--- EXCERPT ---

Seijin no Hi: The Japanese Celebration of Becoming An Adult
A new year is like a new beginning. Other than the big oshougatsu (お正月) celebrations, the Japanese has another festivity that celebrates the beginning of adulthood: Seijin no Hi (成人の日). This translates to Coming of Age Day.
This special day welcomes youths who turn 20 years old into the adult world – it may not sound as appealing for those of us who have had a taste of what adult life has to offer, but let’s also agree that there are tons of other doors of opportunities that adulthood opens.
Seijin no Hi didn’t just pop up recently – this centuries-old celebration has its roots deep in Japanese tradition. This article is all you need to know about this celebration – a more in-depth look into it, check out our Nihongo Master Podcast Season 3 Episode 1, which is what this article is a recap of!
Origin & Significance
What is Seijin no Hi? It is a celebration where youths are formally regarded as adults. This life-changing ceremony is held every second Monday of January, making it the first celebration of the new year (after New Year’s Day itself, of course). Right after the long-lasting Christmas festivities plus the Japanese New Year celebrations, the country has another holiday to look forward to so soon!
Based on Japan’s age structure, the annual calendar is from April 2nd the previous year to April 1st of the current year. So those who turn 20 for that year go through this rite of passage into adulthood. In Japan, 20 is the age of maturity. You’re legally allowed to drink, smoke, drive and gamble as soon as you leave your teenage years behind.

--- GIVEN INFORMATION ---

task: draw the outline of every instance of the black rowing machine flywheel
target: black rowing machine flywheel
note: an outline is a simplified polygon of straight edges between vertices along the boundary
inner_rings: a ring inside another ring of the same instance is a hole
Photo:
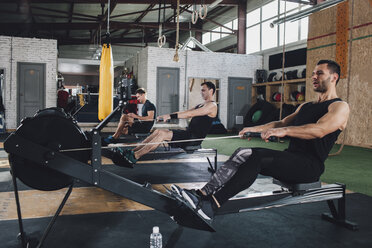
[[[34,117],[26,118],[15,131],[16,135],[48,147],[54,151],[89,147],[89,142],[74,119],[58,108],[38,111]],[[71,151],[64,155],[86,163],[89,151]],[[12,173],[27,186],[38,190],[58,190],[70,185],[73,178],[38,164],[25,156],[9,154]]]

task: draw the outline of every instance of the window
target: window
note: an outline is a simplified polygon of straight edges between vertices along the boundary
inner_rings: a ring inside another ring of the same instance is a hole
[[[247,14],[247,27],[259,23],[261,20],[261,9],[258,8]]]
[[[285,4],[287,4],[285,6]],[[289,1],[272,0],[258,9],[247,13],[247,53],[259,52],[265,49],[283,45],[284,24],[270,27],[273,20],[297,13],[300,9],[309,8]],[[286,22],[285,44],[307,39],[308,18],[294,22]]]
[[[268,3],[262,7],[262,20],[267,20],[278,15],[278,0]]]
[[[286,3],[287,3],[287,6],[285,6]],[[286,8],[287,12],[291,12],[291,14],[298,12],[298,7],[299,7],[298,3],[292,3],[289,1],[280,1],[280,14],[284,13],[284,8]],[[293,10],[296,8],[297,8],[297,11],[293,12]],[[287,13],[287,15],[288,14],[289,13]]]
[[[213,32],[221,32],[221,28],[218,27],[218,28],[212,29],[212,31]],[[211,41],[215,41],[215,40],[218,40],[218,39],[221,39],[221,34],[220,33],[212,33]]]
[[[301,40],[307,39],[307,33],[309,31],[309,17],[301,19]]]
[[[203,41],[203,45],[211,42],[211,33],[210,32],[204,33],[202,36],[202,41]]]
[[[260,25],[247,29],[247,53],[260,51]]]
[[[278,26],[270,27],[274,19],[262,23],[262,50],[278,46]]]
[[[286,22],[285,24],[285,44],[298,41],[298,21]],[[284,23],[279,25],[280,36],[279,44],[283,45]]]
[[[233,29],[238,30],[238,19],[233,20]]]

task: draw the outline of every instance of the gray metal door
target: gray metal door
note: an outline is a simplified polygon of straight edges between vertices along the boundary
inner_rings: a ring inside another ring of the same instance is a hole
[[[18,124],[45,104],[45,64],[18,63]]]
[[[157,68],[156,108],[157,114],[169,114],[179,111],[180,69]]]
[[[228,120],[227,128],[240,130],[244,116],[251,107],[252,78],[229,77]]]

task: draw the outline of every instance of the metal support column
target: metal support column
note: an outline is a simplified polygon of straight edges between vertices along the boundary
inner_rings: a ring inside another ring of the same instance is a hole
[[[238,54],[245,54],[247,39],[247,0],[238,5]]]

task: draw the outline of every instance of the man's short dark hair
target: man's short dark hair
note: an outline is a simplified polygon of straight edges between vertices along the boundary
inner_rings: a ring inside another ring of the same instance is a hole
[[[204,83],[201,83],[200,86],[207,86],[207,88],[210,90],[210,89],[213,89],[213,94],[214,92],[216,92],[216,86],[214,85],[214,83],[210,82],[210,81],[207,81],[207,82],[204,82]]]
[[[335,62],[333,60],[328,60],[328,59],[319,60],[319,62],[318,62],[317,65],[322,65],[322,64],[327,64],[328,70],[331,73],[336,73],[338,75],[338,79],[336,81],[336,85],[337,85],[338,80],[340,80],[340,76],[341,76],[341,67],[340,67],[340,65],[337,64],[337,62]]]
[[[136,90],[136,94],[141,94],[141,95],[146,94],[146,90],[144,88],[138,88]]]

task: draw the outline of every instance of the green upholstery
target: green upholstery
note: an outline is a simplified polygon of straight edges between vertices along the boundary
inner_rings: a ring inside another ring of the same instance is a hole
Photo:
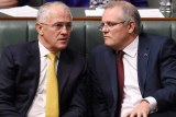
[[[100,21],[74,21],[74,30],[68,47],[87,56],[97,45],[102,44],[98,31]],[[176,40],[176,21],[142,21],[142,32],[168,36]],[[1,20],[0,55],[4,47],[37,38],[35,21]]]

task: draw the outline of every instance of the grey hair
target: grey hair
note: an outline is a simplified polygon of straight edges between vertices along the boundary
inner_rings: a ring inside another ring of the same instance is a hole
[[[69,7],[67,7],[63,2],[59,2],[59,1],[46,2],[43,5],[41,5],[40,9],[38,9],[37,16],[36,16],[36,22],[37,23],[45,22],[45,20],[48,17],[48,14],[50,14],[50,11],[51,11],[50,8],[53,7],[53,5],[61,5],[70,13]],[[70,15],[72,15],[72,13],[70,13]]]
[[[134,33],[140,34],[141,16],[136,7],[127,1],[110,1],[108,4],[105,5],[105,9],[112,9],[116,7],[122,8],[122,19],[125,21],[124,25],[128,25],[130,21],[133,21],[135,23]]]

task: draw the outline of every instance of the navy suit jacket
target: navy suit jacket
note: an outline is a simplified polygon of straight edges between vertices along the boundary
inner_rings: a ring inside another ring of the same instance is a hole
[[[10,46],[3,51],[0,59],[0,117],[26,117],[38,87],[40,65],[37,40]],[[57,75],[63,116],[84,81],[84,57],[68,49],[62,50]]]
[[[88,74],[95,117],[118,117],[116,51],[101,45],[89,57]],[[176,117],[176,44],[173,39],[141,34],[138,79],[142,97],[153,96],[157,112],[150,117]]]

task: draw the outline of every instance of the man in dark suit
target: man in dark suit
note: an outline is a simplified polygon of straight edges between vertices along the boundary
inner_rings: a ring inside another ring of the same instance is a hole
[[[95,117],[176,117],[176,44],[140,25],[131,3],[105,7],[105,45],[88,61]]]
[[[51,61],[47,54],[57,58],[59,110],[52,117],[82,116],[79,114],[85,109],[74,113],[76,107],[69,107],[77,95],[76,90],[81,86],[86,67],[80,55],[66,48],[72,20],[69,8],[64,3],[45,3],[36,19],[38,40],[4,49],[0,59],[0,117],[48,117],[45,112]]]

---
--- GIVEN INFORMATION ---

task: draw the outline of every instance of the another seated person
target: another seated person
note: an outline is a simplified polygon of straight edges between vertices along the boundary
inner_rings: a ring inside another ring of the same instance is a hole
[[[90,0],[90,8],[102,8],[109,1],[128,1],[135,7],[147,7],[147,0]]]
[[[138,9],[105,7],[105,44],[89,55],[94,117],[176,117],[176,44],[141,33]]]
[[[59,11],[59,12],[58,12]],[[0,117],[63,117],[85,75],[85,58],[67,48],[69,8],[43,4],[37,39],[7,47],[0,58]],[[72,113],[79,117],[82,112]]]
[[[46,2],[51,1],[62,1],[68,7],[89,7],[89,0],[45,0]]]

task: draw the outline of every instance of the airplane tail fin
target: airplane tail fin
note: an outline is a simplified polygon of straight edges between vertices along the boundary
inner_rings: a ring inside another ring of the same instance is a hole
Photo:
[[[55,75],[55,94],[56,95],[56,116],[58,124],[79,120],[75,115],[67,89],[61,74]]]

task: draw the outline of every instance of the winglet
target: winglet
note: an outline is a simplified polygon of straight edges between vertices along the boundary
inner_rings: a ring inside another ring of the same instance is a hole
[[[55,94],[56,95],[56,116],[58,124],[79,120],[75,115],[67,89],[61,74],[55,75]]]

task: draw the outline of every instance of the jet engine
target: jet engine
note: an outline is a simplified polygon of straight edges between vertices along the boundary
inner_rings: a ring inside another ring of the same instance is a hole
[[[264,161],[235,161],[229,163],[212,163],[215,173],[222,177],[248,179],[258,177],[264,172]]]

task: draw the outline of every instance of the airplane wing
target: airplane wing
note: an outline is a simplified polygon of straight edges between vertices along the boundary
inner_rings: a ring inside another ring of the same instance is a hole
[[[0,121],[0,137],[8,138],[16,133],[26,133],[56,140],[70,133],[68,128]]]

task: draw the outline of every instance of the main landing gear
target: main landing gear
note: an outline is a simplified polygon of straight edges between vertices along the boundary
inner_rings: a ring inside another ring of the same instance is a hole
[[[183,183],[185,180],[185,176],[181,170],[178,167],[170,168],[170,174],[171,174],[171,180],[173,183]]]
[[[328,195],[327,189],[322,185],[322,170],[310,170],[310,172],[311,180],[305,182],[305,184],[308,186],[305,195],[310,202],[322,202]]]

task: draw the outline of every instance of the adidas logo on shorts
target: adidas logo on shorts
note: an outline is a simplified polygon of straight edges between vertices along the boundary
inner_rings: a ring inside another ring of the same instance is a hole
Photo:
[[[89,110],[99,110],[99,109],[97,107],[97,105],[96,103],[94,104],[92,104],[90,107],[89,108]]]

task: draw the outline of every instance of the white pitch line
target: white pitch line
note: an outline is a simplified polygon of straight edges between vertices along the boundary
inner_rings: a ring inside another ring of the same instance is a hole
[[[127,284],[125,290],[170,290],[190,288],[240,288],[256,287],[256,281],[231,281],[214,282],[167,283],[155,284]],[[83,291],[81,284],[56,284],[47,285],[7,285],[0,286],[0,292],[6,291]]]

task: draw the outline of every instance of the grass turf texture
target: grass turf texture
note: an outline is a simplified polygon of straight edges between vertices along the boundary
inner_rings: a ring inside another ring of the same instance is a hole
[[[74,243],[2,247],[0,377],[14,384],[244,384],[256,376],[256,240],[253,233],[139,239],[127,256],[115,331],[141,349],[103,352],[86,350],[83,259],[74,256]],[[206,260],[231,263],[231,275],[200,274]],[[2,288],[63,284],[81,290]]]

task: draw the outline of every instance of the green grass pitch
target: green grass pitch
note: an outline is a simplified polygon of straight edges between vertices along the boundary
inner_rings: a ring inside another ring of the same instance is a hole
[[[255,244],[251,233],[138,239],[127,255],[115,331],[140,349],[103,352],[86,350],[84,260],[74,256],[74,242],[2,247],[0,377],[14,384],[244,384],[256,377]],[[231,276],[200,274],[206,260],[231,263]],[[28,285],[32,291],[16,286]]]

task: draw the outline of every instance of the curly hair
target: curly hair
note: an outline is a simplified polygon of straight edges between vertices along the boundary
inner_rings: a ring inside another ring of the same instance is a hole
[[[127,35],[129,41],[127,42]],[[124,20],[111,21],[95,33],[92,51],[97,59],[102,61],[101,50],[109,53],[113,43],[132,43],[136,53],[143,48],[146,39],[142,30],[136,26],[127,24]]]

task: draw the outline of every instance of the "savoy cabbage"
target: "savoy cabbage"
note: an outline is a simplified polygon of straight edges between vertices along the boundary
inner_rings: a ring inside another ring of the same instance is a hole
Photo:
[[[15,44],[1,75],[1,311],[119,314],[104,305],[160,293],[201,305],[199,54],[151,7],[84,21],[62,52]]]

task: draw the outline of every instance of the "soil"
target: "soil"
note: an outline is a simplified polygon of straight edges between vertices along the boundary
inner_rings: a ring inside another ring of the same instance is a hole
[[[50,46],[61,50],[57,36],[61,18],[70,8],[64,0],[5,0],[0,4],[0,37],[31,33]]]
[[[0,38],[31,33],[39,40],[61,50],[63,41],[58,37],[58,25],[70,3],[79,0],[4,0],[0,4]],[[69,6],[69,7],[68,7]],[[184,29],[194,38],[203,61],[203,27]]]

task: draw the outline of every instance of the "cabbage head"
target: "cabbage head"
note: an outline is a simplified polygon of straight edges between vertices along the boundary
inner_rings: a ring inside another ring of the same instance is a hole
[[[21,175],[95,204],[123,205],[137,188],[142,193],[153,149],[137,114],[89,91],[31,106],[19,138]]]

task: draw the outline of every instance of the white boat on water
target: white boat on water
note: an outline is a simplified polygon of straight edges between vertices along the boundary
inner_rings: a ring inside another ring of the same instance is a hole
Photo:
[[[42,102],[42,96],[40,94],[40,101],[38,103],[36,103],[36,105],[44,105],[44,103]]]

---

**OBJECTIVE**
Please copy everything from "Origin & Significance" down to "to so soon!" in the Seijin no Hi article above, word for word.

**WORKED SOLUTION**
Origin & Significance
What is Seijin no Hi? It is a celebration where youths are formally regarded as adults. This life-changing ceremony is held every second Monday of January, making it the first celebration of the new year (after New Year’s Day itself, of course). Right after the long-lasting Christmas festivities plus the Japanese New Year celebrations, the country has another holiday to look forward to so soon!